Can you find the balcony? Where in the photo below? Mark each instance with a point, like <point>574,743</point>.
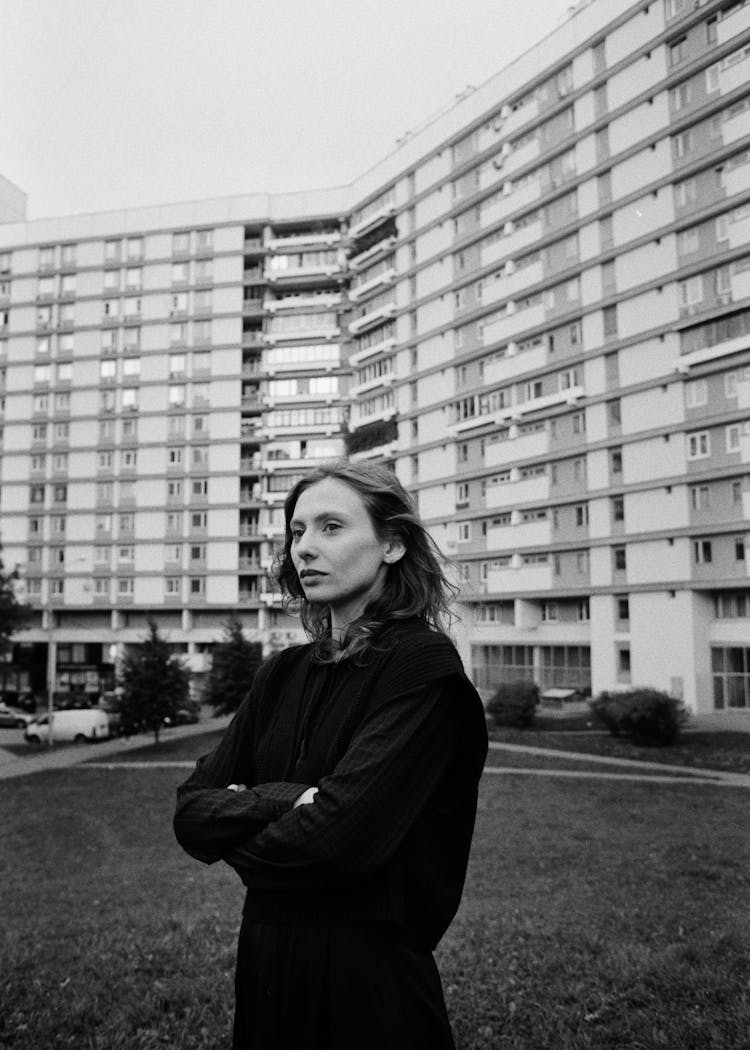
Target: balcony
<point>293,240</point>
<point>303,301</point>
<point>371,384</point>
<point>513,322</point>
<point>733,24</point>
<point>386,277</point>
<point>362,258</point>
<point>514,363</point>
<point>511,201</point>
<point>369,320</point>
<point>511,494</point>
<point>513,281</point>
<point>737,127</point>
<point>512,449</point>
<point>512,243</point>
<point>529,534</point>
<point>520,579</point>
<point>377,348</point>
<point>371,221</point>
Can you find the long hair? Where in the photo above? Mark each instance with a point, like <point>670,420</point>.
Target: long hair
<point>415,586</point>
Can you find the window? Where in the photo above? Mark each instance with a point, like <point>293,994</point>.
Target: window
<point>678,50</point>
<point>131,366</point>
<point>686,192</point>
<point>689,240</point>
<point>702,551</point>
<point>181,273</point>
<point>690,291</point>
<point>684,143</point>
<point>695,393</point>
<point>700,497</point>
<point>699,445</point>
<point>681,96</point>
<point>609,317</point>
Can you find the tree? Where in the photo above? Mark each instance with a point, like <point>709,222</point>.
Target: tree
<point>233,666</point>
<point>154,685</point>
<point>14,614</point>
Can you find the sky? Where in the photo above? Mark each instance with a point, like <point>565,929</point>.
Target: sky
<point>109,104</point>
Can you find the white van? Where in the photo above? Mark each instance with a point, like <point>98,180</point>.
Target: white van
<point>86,723</point>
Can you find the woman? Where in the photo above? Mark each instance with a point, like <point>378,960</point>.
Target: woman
<point>345,791</point>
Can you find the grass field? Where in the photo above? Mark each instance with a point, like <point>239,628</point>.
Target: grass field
<point>597,915</point>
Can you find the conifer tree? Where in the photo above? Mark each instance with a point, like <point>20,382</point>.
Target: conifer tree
<point>154,685</point>
<point>233,666</point>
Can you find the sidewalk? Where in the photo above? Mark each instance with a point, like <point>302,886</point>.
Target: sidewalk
<point>64,755</point>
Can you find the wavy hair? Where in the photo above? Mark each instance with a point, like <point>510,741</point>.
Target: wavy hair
<point>415,586</point>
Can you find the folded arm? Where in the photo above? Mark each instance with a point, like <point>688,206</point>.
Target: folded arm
<point>366,806</point>
<point>208,818</point>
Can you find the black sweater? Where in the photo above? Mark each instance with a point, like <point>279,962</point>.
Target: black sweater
<point>396,749</point>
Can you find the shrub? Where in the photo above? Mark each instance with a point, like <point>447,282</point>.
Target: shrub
<point>514,704</point>
<point>648,716</point>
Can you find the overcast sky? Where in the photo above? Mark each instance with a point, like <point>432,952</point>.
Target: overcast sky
<point>108,104</point>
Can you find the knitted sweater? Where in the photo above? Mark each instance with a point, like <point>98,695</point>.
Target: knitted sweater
<point>396,749</point>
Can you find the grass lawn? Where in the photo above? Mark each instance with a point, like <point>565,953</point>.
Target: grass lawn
<point>597,915</point>
<point>722,750</point>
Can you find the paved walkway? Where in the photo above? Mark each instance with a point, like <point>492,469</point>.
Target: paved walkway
<point>95,757</point>
<point>63,756</point>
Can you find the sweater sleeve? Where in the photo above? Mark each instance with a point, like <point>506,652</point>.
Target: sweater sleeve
<point>208,818</point>
<point>367,805</point>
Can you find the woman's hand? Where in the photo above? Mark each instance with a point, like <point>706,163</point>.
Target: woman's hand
<point>306,797</point>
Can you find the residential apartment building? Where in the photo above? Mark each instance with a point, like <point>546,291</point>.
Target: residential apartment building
<point>537,309</point>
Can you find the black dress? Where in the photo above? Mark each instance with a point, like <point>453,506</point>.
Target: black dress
<point>347,897</point>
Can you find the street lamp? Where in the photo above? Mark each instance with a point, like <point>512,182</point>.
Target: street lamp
<point>53,662</point>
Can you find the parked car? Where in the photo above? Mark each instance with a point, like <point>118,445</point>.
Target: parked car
<point>12,716</point>
<point>76,725</point>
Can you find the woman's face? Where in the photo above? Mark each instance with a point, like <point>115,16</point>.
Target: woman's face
<point>338,557</point>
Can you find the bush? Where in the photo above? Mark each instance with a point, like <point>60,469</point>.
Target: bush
<point>648,716</point>
<point>514,704</point>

## [WHAT YOU HAVE TO DO]
Copy the rows from the beginning through the line containing "<point>64,755</point>", including that line, and shift every point that stands alone on its own line by adding 44 to both of its coordinates. Leave the points inside sentences unchanged, and omit the pictures.

## [RESPONSE BELOW]
Can you find the balcony? Where in the photo below? Mark each instance with a point, like <point>574,743</point>.
Target: balcony
<point>337,284</point>
<point>347,345</point>
<point>415,428</point>
<point>557,366</point>
<point>777,68</point>
<point>430,321</point>
<point>406,302</point>
<point>558,407</point>
<point>555,245</point>
<point>413,364</point>
<point>555,538</point>
<point>557,325</point>
<point>781,171</point>
<point>556,493</point>
<point>556,287</point>
<point>573,578</point>
<point>564,623</point>
<point>421,392</point>
<point>415,265</point>
Can you find the long hair? Where in the photo above? Mark each instance with a point, like <point>670,420</point>.
Target: long hair
<point>459,630</point>
Can you find the window? Where in the photo above? Mark each instance with a point, like <point>293,994</point>.
Target: window
<point>722,94</point>
<point>175,410</point>
<point>730,236</point>
<point>733,284</point>
<point>746,595</point>
<point>225,317</point>
<point>734,335</point>
<point>728,187</point>
<point>739,437</point>
<point>744,541</point>
<point>743,489</point>
<point>725,140</point>
<point>653,361</point>
Can you find the tree? Where in the photo above? Mark each instance with a point, like <point>709,222</point>.
Target: tree
<point>277,710</point>
<point>198,729</point>
<point>58,658</point>
Can you find the sky? Where in the photo above? Mark each instance with a point, like <point>565,929</point>.
Target: sky
<point>153,148</point>
Can you find the white van? Where in the photo above? Mark each instance with a point, like <point>98,180</point>.
Target: white van
<point>130,767</point>
Can you find the woman? Where in the photo above? Mark each instance with a point, like <point>378,960</point>.
Target: woman
<point>389,835</point>
Can you find the grass field? Where in the photo above? Mark each instance with a point, like <point>239,628</point>.
Target: grass field
<point>641,959</point>
Can you find the conifer tree? Where in the photo above? Mark each instance with a point, like <point>20,382</point>.
Target: conifer tree
<point>198,729</point>
<point>277,710</point>
Can you find the sidewalk? Where in the photo above? Mark each instance with a point, like <point>302,886</point>.
Target: sidewalk
<point>108,799</point>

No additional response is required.